TASK INSTRUCTIONS:
Please show each line in the records below that contains the string "gold", counting a line only when the case matches.

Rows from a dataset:
----------

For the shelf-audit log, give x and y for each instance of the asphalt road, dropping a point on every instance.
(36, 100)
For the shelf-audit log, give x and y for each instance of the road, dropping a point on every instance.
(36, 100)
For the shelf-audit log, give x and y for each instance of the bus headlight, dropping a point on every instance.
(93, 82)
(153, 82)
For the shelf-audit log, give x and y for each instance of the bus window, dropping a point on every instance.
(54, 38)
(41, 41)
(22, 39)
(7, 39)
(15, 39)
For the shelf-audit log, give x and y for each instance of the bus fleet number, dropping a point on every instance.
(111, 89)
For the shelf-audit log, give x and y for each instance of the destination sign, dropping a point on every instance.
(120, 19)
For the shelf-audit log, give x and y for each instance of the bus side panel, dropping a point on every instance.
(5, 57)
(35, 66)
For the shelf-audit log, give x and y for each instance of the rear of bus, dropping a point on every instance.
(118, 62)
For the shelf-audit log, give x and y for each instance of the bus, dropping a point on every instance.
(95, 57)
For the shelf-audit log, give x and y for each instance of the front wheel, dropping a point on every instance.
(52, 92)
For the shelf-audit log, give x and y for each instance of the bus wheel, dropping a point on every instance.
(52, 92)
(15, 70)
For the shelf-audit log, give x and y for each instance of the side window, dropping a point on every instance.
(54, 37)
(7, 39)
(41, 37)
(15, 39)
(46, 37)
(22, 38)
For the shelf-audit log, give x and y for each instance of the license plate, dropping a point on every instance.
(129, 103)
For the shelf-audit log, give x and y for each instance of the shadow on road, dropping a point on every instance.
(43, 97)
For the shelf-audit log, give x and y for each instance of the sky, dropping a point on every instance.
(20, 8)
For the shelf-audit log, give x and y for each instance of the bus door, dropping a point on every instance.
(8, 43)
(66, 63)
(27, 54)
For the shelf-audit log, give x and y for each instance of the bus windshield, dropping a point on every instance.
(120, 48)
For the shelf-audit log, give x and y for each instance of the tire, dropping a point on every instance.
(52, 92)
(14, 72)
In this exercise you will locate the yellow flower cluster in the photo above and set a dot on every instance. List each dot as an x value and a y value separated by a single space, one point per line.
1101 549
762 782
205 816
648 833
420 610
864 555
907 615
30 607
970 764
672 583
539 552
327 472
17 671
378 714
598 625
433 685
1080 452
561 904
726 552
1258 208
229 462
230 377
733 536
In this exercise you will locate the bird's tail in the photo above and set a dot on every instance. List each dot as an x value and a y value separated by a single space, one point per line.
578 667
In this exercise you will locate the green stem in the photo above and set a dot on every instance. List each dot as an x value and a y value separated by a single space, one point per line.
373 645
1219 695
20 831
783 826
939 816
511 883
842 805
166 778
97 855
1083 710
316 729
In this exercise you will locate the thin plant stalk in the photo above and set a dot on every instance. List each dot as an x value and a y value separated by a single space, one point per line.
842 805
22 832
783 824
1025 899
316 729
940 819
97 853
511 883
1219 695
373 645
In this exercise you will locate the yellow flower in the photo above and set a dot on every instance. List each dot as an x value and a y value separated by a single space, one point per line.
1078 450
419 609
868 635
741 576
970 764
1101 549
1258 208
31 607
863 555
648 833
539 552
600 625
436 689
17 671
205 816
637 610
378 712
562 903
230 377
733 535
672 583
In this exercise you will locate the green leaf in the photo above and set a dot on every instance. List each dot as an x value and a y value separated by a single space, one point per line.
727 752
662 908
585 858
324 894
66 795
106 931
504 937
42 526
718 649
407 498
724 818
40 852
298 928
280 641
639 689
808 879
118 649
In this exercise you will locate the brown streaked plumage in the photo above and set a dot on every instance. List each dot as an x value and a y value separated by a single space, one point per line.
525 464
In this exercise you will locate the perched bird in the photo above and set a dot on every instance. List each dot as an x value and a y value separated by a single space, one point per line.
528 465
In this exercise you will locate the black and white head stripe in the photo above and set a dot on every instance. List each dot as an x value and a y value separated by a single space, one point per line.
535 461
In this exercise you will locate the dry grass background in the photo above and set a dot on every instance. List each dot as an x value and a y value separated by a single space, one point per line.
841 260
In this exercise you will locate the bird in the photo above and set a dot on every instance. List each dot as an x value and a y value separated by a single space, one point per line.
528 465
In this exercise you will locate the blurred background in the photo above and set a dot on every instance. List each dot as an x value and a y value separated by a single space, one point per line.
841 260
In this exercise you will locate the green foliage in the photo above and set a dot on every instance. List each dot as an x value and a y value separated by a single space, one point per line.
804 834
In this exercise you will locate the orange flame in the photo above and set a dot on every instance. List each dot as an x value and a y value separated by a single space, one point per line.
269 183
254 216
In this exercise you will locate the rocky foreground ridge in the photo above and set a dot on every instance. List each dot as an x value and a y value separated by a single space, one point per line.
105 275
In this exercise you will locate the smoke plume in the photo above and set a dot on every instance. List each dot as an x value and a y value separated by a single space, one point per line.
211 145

----------

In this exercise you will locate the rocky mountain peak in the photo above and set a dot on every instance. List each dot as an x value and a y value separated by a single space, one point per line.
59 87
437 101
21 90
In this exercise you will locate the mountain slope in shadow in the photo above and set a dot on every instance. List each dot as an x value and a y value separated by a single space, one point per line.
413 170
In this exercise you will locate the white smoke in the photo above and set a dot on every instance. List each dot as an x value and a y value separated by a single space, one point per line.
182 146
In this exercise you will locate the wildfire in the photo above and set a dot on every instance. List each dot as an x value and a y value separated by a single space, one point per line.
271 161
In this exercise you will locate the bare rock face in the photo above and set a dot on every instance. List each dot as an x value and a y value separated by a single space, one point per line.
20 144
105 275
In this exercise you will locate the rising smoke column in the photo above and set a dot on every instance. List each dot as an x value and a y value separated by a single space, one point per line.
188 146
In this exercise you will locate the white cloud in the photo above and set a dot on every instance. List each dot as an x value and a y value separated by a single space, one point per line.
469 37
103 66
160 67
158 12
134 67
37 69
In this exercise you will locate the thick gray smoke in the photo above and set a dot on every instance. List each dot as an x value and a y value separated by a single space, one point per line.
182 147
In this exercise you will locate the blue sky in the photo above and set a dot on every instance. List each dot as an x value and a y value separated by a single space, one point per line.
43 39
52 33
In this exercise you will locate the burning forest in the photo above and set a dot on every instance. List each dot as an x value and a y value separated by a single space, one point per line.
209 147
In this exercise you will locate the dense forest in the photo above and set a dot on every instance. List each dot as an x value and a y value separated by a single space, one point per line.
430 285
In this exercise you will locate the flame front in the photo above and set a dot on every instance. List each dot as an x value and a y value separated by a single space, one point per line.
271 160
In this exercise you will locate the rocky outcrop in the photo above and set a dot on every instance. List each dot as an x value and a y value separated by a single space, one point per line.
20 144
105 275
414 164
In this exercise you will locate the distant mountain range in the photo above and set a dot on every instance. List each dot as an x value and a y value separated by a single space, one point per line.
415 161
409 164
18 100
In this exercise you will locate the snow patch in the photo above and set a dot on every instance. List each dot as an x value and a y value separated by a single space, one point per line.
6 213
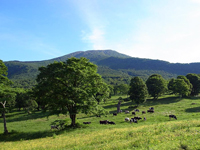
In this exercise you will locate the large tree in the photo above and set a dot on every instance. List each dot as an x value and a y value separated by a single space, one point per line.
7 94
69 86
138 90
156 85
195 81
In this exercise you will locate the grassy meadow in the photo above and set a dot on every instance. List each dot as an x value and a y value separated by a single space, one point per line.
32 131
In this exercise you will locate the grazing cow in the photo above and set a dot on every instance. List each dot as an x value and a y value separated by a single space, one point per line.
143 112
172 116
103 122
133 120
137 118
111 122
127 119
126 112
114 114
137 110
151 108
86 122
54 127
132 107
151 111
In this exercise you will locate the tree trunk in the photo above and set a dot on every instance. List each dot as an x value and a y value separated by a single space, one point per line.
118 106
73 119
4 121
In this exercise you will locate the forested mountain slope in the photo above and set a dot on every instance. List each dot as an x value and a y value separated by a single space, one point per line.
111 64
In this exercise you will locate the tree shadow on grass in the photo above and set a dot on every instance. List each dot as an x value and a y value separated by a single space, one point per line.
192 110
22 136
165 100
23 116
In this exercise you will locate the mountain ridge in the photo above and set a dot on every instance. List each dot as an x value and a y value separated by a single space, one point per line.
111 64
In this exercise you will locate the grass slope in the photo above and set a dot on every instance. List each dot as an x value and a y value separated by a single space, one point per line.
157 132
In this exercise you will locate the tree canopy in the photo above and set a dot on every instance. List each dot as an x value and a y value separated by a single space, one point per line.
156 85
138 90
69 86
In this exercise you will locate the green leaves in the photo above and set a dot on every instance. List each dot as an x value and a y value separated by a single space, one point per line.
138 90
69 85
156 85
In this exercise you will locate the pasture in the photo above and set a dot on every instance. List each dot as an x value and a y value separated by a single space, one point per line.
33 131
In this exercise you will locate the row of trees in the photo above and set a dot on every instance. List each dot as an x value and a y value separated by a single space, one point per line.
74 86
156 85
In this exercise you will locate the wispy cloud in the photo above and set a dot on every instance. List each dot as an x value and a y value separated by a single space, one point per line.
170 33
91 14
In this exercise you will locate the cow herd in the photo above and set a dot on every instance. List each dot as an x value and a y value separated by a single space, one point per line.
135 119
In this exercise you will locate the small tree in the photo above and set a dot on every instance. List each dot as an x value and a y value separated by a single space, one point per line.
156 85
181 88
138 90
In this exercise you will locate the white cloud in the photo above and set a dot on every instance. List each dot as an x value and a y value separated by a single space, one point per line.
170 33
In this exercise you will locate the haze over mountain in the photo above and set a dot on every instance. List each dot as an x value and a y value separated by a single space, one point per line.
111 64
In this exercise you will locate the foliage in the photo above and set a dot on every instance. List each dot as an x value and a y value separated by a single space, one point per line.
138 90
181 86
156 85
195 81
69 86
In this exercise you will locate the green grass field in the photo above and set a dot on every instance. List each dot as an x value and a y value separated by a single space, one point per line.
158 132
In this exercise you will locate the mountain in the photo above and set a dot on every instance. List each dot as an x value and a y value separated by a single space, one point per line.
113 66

----------

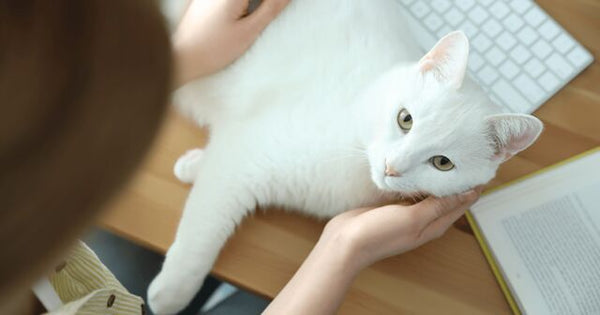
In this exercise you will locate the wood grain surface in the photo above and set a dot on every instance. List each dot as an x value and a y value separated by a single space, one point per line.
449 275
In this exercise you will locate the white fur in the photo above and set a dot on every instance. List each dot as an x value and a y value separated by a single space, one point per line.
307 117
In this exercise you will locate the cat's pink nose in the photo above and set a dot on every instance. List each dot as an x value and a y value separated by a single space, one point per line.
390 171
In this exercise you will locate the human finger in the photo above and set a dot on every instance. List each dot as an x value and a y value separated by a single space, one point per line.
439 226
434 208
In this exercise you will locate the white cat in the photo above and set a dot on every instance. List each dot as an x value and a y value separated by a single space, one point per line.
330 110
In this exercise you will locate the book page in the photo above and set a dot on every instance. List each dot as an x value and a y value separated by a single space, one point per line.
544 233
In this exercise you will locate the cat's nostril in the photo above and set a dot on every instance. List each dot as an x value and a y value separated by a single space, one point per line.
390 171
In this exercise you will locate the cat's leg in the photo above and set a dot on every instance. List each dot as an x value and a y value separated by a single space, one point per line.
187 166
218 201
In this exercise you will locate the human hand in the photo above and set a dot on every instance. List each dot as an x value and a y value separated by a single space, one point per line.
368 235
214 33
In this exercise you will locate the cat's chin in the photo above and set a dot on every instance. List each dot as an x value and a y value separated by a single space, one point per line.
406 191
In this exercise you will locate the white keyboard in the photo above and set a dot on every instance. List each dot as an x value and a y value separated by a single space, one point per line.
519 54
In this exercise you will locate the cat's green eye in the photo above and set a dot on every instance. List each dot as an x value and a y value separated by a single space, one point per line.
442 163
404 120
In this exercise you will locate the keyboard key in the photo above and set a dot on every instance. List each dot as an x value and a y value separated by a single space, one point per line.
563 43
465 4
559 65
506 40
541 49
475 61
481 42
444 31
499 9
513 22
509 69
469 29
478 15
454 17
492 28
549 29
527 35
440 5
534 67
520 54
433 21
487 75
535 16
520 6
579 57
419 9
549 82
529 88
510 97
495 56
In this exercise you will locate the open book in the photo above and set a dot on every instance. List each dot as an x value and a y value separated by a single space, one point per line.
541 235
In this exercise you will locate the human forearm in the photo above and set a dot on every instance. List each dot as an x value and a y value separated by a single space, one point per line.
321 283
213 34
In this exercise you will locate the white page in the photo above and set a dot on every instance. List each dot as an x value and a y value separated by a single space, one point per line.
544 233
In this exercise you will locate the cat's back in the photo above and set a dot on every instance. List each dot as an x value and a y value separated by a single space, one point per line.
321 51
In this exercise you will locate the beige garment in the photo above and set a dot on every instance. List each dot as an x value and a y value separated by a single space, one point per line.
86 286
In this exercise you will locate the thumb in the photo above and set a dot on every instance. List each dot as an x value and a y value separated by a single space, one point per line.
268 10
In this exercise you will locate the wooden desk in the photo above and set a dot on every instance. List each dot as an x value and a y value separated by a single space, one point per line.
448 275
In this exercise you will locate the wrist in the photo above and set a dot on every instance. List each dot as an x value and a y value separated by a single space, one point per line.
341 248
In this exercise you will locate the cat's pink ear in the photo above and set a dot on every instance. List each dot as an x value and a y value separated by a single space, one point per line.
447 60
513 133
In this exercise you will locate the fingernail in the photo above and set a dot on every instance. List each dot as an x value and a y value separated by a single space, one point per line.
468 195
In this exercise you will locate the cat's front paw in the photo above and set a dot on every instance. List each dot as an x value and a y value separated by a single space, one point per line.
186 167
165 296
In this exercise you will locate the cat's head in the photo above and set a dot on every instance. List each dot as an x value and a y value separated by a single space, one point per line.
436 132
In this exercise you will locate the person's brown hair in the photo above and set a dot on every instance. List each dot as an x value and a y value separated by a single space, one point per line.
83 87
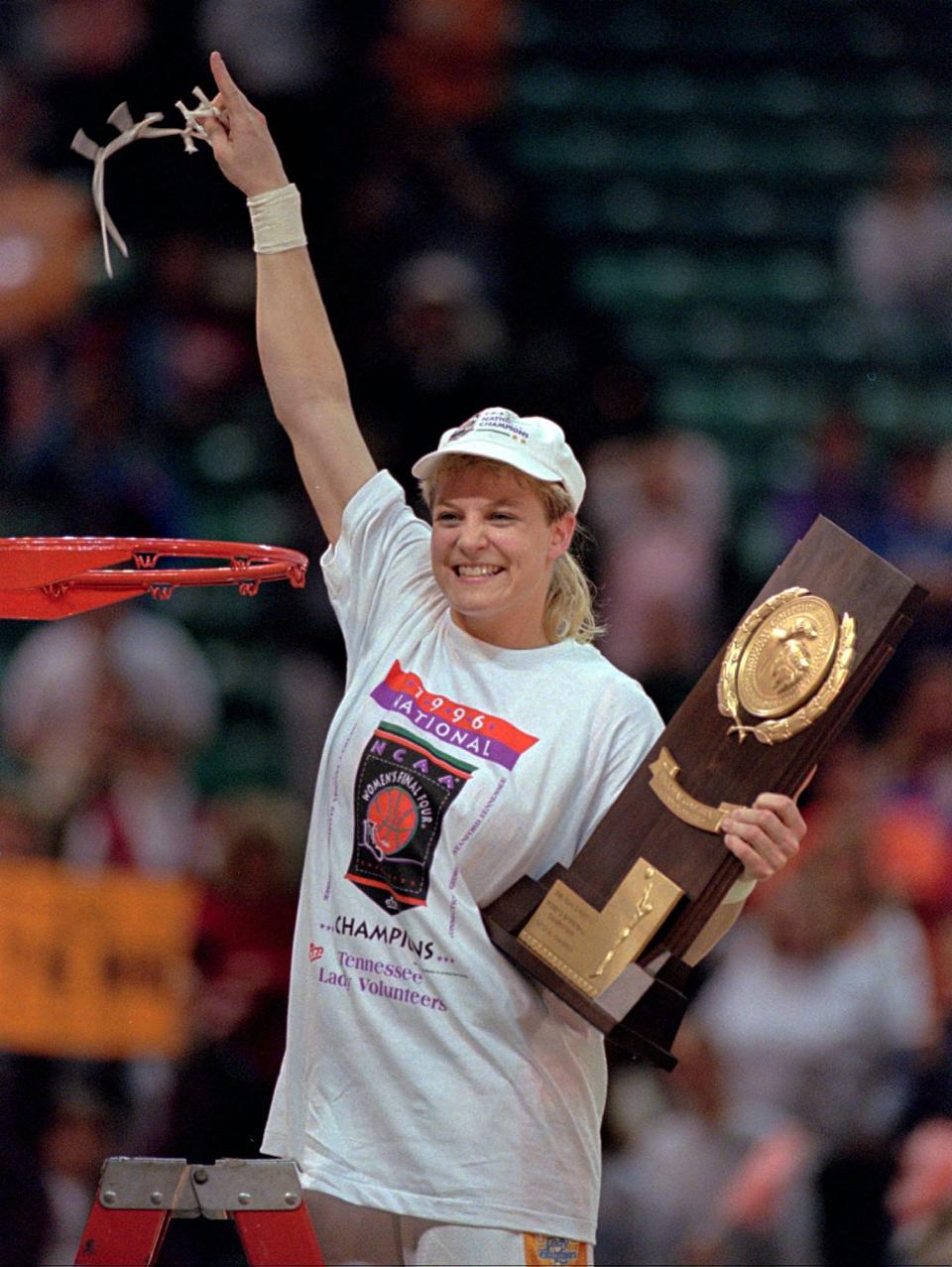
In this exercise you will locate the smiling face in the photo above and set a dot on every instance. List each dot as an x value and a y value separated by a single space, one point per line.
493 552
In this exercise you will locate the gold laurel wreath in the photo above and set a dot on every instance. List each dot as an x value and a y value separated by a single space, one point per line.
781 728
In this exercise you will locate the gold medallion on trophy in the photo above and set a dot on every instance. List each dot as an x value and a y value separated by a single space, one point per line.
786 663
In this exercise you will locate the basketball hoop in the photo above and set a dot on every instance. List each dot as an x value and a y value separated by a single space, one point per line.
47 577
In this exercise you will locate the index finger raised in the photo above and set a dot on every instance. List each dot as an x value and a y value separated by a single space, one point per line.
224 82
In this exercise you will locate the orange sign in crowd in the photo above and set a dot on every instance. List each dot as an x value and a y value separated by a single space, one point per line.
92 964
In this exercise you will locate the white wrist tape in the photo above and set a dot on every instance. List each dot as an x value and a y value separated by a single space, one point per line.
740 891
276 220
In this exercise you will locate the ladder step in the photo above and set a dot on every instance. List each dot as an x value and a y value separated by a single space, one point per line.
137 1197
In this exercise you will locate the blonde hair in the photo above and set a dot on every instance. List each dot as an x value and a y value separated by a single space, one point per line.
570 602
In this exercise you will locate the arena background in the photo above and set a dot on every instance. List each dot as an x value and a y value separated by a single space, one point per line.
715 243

----------

REPLY:
In this exercise you will locate the gold laurel wreath in the photo above and set a dot on every instance. List each dot as an x value and a y value separated by a single space, one point per line.
In this exercise you will locate the gold medallion on trophy in the photo above and set a dot on every instance. List each dot as an x value and a y value separated by a single space, one point per line.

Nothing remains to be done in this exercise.